▶ **Problem details**
Repeat the data exactly, please.
┄┄┄┄┄┄
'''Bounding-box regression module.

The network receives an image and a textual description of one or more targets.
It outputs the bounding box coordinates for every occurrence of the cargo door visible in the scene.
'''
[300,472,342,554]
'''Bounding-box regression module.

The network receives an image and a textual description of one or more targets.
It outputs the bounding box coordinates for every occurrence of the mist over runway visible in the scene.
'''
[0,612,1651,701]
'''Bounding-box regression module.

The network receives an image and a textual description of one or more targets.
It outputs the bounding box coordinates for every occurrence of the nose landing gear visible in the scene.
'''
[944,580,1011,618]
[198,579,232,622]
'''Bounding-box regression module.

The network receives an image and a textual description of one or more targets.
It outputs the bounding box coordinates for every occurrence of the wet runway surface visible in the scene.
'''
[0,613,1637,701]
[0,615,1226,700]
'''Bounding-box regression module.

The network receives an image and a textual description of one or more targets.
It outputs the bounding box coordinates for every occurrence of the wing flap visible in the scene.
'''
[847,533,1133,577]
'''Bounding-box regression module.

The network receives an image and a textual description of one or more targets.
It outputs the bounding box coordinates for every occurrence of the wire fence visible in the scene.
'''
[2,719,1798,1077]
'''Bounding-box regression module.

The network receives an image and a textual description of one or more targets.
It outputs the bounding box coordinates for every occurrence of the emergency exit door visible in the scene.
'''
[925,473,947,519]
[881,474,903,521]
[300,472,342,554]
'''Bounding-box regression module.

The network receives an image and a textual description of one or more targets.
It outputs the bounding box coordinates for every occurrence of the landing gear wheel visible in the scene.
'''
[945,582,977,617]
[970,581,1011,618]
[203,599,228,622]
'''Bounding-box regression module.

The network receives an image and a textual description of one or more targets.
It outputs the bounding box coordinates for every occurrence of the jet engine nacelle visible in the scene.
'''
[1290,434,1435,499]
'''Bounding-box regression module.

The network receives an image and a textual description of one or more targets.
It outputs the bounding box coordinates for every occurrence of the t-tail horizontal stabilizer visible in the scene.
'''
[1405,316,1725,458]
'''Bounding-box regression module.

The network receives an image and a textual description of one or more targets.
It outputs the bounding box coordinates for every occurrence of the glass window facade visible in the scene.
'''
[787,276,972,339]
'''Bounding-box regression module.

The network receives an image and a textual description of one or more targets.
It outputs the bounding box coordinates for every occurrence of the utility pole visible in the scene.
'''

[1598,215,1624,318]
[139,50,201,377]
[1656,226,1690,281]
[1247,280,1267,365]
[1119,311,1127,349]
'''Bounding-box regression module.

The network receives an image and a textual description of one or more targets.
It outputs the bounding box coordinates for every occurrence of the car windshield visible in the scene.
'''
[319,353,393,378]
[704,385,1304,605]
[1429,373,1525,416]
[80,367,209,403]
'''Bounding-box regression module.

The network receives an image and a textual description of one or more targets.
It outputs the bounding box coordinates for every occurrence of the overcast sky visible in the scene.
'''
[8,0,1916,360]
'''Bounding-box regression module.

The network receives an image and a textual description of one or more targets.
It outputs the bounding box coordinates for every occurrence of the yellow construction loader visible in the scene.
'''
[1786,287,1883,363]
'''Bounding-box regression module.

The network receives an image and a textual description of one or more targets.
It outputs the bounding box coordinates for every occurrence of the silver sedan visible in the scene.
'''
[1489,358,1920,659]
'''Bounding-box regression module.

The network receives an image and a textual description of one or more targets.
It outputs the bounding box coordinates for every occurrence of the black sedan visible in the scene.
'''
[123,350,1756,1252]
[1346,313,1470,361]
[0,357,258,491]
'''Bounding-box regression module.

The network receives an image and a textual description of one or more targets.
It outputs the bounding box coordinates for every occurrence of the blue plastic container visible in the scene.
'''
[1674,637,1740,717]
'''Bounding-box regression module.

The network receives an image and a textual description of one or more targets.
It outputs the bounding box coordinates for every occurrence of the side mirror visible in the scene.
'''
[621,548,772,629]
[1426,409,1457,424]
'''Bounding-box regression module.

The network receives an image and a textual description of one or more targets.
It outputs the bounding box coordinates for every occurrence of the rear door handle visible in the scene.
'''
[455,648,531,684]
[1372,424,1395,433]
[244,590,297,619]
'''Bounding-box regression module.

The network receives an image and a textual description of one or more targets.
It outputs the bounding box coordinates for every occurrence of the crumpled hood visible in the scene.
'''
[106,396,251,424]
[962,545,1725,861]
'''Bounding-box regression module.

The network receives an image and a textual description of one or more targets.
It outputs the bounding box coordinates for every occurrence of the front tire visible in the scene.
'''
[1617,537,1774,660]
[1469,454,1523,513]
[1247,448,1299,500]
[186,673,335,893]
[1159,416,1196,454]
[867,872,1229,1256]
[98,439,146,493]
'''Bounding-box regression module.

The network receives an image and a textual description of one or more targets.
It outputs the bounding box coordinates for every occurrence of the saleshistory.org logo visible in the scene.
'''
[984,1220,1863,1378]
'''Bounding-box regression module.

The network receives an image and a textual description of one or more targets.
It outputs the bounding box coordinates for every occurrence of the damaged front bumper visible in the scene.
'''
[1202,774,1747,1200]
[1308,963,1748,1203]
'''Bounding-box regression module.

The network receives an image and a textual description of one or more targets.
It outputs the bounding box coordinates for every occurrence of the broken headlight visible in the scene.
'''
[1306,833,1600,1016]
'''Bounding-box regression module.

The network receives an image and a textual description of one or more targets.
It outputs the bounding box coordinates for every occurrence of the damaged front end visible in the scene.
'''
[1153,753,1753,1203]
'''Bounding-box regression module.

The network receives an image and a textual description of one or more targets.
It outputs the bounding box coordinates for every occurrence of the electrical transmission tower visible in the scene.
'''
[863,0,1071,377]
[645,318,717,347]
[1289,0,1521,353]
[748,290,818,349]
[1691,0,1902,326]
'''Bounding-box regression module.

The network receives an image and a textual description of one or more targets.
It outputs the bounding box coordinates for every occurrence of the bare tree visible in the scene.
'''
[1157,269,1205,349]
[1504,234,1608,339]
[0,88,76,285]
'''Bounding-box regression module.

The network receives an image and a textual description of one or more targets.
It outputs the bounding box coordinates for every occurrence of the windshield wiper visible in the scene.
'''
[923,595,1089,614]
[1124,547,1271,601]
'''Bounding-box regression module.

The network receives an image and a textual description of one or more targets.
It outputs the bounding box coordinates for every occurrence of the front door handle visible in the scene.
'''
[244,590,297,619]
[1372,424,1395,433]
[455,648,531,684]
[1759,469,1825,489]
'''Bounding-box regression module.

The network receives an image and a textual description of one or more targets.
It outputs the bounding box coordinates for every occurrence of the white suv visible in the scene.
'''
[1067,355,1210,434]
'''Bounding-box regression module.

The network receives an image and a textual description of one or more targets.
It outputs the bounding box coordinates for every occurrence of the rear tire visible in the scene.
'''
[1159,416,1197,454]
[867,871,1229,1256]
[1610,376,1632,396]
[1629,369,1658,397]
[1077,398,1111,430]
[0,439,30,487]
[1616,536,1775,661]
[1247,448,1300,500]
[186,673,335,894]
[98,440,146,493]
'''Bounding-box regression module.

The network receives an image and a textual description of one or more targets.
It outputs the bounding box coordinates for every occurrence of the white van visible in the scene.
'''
┄┄┄┄┄┄
▶ **Output of the exercise**
'''Bounding-box regression module.

The network receives an image and a textual description of one or more targets.
It outputs the bounding box coordinates for every occurrence of the cargo door visible in the scene.
'''
[300,472,342,554]
'''Bounding-box regression module.

The network receives an image and a textual description of one or more targets.
It outputs the bounding box coordinates for every occurrence of the mist over runway visible in the scene.
'''
[0,612,1651,701]
'''Bounding-box regression module.

The network receives an image and a textual description of one or more targets.
It outputs the bounding box coordinates for every occurrence of the nose landing gear visible in the scene.
'''
[944,580,1011,618]
[198,579,232,622]
'''Bounding-box regression module.

The network receives an image and a textual description of one or more targets.
It outputs the bounding box coordinates for every occurrence of the wet runway surface visible in the scene.
'''
[0,613,1637,701]
[0,615,1226,700]
'''Bounding-box regression module.

The network receives an image and a textual description of one or more targets.
It outputs the bounding box coordinates for every occurrence of the wing flap visible in the scene.
'''
[847,533,1133,577]
'''Bounding-box regression module.

The network receives an image and a textual description of one or more targets.
It outputs the bounding box coordinates for every occurrence of the wire fence visible in the scene.
'''
[2,719,1798,1077]
'''Bounding-box regression module.

The network receives an image and a textual description of one or more targets.
It outputs the bounding box coordinates for every occurrence of the emergency exit door visible in the scene.
'''
[925,473,947,519]
[881,474,903,521]
[300,472,342,554]
'''Bounding-box regression module.

The network receives an image and a textual description of one or more targets.
It outputs the bounding box coordinates for every occurrence of the landing gear wheel visible in the scene.
'''
[945,582,977,617]
[970,581,1011,618]
[203,599,228,622]
'''Bounding-box regression module.

The network receives an image and a textual description of one or more targets.
It outputs the bounding box coordinates for every occurrence of the jet engine nacelle visible in the scene.
'''
[1290,434,1435,499]
'''Bounding-box regression module.

The network receives an image and a textual description of one or more targets.
It outputs the bounding box coordinates for every occurrence of the t-tail horizontal stabilizer visible in the scene.
'''
[1405,316,1725,458]
'''Bounding-box regression module.

The network receives an image and a textual description of one or more targets.
It outputs the bounding box coordinates for every occurrence of the glass window facade visible in the scene.
'''
[787,276,972,339]
'''Bounding-box regression module.

The network receives an image and a textual description of one or more targets.
It outputs the bounding box coordinates for every occurrence of the utility pole visible in the scene.
'''

[1598,215,1624,318]
[139,50,201,377]
[1656,226,1690,281]
[1247,280,1267,365]
[1119,311,1127,349]
'''Bounding-box regression module.

The network receives an image and a textual description of one or more targets.
It outputs the bounding box coordinates for every occurrence of the car windshield visible in the scene.
'''
[319,353,393,378]
[704,385,1304,605]
[1429,373,1525,416]
[80,367,209,403]
'''Bounding-box regression module.

The network receives an image and a textual description of one or more targets.
It outputs the bounding box coordinates for every occurrence of the overcast sky visible in the scene.
'''
[8,0,1916,360]
'''Bounding-box regression module.

The network receives an image and a textual description of one or more targets.
It outputs the bounding box coordinates for every occurrence of the yellow construction loader visible in the scene.
'''
[1786,287,1883,363]
'''Bounding-box regression module.

The network receives an image and a textual description of one or more targets.
It outputs the bounding box coordinates for every occurrence of the silver sedan visible in the scene.
'''
[1489,358,1920,659]
'''Bounding-box regression module.

The network receives an image and a textual description of one or more targets.
It outputs the bounding box coordinates for every occurrence of the black sedan visible in the scene.
'''
[123,350,1756,1252]
[1346,313,1470,361]
[0,357,258,491]
'''Bounding-box regression module.

The network receives an image and a textual description of one or more targets.
It outputs the bounding box coordinates for every occurrence of the blue plastic container visible in the scene.
'''
[1674,637,1740,717]
'''Bounding-box regression module.

The network receives an image and a textual description of one or more targets.
It outputs the bounding box coordinates for every occurrence of the side mirror visible in the scene.
'''
[621,548,772,629]
[1426,409,1457,424]
'''Bounding-box regression module.

The network receives an image and a textual description of one or more targets.
It outputs the bounding box coordinates for every occurrence of the rear door handle visible in the scene.
'''
[455,648,531,684]
[1372,424,1395,433]
[244,590,297,619]
'''Bounding-box regression module.

The network receives an image and a textual description of one or more targets.
It outputs the bounding box coordinates for every occurrence of the crumpled hood visible in the scene.
'''
[106,396,251,424]
[962,545,1725,861]
'''Bounding-box regression module.

The network receives an image and a textual description of one or more targets.
It outputs the bounding box coordinates for every occurrence of the front tire visible in the scene.
'''
[1617,537,1774,660]
[1469,454,1523,513]
[1247,448,1299,500]
[186,673,335,893]
[1159,416,1196,454]
[867,872,1229,1256]
[98,439,146,493]
'''Bounding-box regression module.

The network receives an image and a textual description of one or more targets.
It outputs the bounding box coordinates for every occurrence of the saleshistory.org logo visible in the scene.
'''
[984,1220,1863,1378]
'''Bounding-box regression module.

The network receives an image and a textual description of one or more targets.
It outputs the bounding box coordinates for every occurrence of the damaged front bumper visible in the scene.
'''
[1202,774,1747,1200]
[1308,963,1748,1203]
'''Bounding-box regression module.

The network receives an image and a textual description of one or more targets.
It outputs the bounding box coordinates for every occurrence of the broken headlight visible in the scene.
'''
[1306,833,1600,1016]
'''Bounding-box regression module.

The network receives an image and a textual description of one or more targets.
It outputs the bounding box coordinates for every occurrence of the damaged front end visible in the scene.
'''
[1153,753,1753,1203]
'''Bounding-box regression module.

The network receives an image and a textual description of one or more targets.
It outputs the bounding box coordinates for every occurrence of the electrical transmission tower visible in the scene.
'''
[863,0,1071,377]
[645,318,717,347]
[1289,0,1521,353]
[748,290,818,349]
[1691,0,1902,326]
'''Bounding-box regression module.

The network receives an image and a textual description of one or more targets.
It outputs the bounding box coordinates for every occurrence of the bare tree visible in the scene.
'''
[1157,269,1205,349]
[1504,234,1608,339]
[0,88,76,285]
'''Bounding-box regression module.

The network receives an image and a textual description of one or more targets.
It outputs the bounding box coordinates for every occurrence of the windshield wiper visible in the scene.
'''
[923,595,1089,614]
[1124,547,1271,601]
'''Bounding-box regression module.

The network receives an image and a textual description of one or more targets.
It outputs the bounding box coordinates for every occurrence of the front door handle visible in the scene.
'''
[244,590,297,619]
[1372,424,1395,433]
[455,648,531,684]
[1759,469,1825,489]
'''Bounding-box regression module.

The network receives an image and a textual description of one or more targets.
It outputs the bounding box coordinates for every occurrence of the white suv visible in the scene.
'''
[1067,355,1210,434]
'''Bounding-box regression module.

The network receives an image and a textual description of one or more targets.
It outputs the bounding box coordinates for every occurrence of the rear tire visible in the scene.
'''
[1159,416,1197,454]
[867,871,1229,1256]
[1610,376,1632,396]
[1629,369,1658,397]
[1077,398,1111,430]
[0,439,30,487]
[1616,536,1775,661]
[1247,448,1300,500]
[186,673,335,894]
[98,440,146,493]
'''Bounding-box regression module.

The network receives an image and a textual description of one or more targets.
It outputs the bounding box coordinates for every occurrence of the white van visible in the scene.
'''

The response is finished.